# [Given passage]
####################

Amala is the debut studio album by American singer and rapper Doja Cat. It was released on March 30, 2018, by Kemosabe Records and RCA Records. The album's deluxe version was released on March 1, 2019, and featured her breakthrough singles "Juicy", "Tia Tamera", and "Mooo!". Her first commercial release in four years, Doja Cat has expressed strong disdain toward the record for a number of reasons.

Upon its release, Amala was initially a commercial failure and was largely ignored by critics. In August 2018, the album and Doja Cat gained attention when her novelty song "Mooo!" became an internet meme. As a result, songs "Candy" and "Juicy" became sleeper hits, and the album debuted on the Billboard 200 chart in August 2019. Amala would eventually peak at number 138 on the chart in November 2019, coinciding with the release of her second studio album, Hot Pink.

####################

[Extracted records]

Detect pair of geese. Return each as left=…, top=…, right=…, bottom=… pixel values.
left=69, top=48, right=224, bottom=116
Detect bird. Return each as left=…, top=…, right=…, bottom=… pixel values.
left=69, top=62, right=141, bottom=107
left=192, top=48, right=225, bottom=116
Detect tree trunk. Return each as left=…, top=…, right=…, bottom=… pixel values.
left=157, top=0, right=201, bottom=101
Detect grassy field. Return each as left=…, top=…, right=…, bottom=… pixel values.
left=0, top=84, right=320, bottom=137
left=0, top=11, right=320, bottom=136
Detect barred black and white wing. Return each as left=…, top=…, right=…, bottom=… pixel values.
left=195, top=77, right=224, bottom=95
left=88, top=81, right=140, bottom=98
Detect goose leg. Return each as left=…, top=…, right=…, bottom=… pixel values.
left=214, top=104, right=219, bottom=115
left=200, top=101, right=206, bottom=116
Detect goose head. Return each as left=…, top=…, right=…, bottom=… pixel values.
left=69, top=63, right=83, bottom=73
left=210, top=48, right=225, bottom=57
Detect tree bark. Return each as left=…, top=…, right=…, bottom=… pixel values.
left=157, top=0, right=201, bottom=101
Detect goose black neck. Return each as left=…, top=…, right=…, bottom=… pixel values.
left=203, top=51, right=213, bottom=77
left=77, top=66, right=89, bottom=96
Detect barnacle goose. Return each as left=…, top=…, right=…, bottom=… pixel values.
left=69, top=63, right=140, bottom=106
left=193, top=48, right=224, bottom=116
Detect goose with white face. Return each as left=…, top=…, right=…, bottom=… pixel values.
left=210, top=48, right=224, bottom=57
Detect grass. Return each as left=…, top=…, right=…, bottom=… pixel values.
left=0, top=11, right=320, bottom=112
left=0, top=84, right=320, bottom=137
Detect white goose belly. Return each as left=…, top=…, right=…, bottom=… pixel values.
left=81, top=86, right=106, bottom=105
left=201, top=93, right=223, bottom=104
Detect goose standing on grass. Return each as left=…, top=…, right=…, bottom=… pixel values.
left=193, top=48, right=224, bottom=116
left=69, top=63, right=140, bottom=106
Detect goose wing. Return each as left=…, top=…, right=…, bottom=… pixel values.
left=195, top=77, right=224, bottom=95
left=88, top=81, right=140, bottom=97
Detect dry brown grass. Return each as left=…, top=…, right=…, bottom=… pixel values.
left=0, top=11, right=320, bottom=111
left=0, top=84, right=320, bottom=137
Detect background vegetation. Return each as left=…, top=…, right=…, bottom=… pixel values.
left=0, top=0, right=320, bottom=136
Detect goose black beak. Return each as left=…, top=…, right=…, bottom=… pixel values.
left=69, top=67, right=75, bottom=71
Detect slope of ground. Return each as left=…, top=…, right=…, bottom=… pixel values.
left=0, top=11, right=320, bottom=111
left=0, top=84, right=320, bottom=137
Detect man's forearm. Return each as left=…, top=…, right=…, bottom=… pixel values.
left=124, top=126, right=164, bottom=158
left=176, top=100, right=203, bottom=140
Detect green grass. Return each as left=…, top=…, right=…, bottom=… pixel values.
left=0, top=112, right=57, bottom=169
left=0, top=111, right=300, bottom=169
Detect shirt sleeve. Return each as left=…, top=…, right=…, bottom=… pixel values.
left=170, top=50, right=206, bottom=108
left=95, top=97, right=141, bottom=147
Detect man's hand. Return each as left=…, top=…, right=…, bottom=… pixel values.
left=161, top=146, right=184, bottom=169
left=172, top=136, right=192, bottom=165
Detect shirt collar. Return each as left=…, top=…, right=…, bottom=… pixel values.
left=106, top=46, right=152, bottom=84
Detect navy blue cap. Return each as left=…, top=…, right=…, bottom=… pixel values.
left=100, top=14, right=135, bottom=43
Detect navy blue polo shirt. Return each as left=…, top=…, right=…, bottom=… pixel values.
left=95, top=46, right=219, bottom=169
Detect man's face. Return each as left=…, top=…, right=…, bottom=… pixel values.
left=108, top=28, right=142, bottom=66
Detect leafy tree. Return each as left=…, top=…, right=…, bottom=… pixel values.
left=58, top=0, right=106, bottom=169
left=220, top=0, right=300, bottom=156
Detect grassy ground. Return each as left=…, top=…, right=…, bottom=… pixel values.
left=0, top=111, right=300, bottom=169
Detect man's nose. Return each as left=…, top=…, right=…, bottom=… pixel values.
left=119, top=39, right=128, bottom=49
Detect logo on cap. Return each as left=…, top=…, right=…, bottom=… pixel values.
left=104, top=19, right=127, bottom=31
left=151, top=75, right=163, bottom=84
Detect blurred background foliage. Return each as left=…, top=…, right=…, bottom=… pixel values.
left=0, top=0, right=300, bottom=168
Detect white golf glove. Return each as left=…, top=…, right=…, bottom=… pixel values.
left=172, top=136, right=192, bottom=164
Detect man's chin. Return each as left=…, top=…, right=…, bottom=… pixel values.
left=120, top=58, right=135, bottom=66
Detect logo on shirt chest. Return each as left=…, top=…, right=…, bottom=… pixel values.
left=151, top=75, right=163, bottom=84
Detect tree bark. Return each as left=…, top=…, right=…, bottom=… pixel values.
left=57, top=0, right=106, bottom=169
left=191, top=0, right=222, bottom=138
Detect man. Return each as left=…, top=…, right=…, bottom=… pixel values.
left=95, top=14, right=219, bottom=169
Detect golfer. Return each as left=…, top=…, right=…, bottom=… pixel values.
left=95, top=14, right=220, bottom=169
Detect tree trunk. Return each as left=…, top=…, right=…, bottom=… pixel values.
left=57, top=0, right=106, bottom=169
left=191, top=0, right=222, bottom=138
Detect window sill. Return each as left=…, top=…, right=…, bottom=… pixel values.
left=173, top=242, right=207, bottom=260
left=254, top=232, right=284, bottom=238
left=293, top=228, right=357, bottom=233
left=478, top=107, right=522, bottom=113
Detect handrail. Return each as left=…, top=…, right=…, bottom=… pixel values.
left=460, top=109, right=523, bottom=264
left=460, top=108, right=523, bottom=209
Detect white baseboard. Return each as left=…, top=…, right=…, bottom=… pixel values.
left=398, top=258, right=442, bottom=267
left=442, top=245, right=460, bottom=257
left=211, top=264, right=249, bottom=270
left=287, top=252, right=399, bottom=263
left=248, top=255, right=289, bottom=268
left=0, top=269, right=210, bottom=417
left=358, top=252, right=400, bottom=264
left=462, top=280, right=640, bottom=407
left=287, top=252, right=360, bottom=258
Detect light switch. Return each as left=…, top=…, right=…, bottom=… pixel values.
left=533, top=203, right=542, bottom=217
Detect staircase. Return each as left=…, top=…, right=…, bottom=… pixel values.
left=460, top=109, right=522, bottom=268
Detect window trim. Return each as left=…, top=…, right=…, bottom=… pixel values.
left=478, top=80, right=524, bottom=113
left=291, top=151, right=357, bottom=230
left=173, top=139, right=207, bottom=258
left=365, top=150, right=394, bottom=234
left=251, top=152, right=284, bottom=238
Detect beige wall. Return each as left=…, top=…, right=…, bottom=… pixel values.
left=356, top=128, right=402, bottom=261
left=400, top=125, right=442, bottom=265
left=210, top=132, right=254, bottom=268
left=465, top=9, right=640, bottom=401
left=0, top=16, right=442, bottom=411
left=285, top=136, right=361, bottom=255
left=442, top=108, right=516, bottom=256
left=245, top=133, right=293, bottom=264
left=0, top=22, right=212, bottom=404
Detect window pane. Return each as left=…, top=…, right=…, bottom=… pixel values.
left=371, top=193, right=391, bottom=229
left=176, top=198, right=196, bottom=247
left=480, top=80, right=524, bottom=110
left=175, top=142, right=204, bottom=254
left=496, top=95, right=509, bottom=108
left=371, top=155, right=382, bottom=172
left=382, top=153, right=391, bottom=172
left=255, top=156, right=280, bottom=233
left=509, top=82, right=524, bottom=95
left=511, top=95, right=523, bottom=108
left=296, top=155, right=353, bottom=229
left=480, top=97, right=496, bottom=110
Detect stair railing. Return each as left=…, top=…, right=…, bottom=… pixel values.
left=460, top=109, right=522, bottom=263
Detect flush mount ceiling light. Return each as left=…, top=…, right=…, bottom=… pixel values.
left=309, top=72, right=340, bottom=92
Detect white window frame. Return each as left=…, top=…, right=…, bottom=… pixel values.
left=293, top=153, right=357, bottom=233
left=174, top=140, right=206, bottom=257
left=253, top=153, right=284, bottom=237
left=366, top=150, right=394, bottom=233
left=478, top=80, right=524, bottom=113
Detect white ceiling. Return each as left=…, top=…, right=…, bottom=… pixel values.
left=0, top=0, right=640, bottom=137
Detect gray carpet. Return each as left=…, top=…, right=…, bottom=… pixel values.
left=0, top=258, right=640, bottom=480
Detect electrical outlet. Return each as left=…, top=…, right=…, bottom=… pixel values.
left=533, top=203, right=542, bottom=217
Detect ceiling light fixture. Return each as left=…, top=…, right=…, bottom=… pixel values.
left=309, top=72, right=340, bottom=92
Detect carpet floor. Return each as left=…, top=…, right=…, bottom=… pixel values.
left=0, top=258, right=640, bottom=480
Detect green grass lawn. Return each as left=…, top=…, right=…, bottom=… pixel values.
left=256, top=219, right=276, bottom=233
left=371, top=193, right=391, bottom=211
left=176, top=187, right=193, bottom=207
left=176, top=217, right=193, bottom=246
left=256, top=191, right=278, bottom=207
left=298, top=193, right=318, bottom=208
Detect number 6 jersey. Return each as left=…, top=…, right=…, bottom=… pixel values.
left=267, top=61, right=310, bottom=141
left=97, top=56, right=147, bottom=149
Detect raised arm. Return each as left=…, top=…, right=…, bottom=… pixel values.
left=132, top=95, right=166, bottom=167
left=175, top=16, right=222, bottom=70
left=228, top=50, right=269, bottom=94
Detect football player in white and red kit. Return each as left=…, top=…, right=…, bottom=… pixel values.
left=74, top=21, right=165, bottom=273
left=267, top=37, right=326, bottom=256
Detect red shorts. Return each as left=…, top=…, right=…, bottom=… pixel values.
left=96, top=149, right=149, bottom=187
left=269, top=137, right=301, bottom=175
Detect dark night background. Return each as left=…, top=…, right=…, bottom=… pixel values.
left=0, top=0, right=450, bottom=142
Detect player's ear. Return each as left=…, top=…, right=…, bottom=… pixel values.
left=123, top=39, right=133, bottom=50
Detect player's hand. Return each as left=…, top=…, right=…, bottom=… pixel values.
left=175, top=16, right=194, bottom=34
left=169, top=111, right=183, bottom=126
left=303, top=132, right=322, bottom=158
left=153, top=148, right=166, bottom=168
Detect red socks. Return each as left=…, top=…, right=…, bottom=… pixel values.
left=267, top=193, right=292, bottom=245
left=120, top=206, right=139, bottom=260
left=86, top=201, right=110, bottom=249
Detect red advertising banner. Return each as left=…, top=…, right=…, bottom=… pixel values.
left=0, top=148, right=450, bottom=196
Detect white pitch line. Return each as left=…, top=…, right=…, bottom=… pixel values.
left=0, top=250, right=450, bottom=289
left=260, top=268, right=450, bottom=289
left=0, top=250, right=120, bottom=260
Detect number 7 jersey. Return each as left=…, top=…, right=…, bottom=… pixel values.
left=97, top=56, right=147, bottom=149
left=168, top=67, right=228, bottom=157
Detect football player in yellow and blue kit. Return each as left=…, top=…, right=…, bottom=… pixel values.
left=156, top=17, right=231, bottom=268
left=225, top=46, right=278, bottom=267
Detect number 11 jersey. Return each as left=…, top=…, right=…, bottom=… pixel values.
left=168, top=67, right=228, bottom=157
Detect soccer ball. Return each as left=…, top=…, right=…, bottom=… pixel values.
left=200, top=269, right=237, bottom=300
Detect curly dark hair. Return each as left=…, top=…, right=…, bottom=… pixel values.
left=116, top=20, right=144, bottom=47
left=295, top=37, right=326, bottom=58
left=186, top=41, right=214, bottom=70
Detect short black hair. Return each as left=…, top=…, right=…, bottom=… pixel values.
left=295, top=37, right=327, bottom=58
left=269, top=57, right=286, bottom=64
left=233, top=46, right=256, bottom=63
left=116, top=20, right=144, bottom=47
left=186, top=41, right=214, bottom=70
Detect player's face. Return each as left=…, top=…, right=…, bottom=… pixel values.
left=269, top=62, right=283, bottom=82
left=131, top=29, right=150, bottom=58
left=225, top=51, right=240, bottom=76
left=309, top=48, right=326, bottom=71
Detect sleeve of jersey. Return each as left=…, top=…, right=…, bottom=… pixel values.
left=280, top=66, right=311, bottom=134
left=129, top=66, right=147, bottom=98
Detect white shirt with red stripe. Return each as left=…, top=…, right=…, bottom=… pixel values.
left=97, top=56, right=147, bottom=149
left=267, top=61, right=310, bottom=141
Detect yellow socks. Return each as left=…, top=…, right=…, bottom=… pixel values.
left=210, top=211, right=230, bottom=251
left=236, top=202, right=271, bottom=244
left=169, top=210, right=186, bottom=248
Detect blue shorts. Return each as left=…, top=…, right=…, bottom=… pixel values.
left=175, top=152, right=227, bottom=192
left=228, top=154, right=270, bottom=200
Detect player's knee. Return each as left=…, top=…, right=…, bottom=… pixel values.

####################

# [What to produce]
Copy the part of the Amala album passage from "Amala is the" to "album, Hot Pink." word for word.

# [Output]
Amala is the debut studio album by American singer and rapper Doja Cat. It was released on March 30, 2018, by Kemosabe Records and RCA Records. The album's deluxe version was released on March 1, 2019, and featured her breakthrough singles "Juicy", "Tia Tamera", and "Mooo!". Her first commercial release in four years, Doja Cat has expressed strong disdain toward the record for a number of reasons.

Upon its release, Amala was initially a commercial failure and was largely ignored by critics. In August 2018, the album and Doja Cat gained attention when her novelty song "Mooo!" became an internet meme. As a result, songs "Candy" and "Juicy" became sleeper hits, and the album debuted on the Billboard 200 chart in August 2019. Amala would eventually peak at number 138 on the chart in November 2019, coinciding with the release of her second studio album, Hot Pink.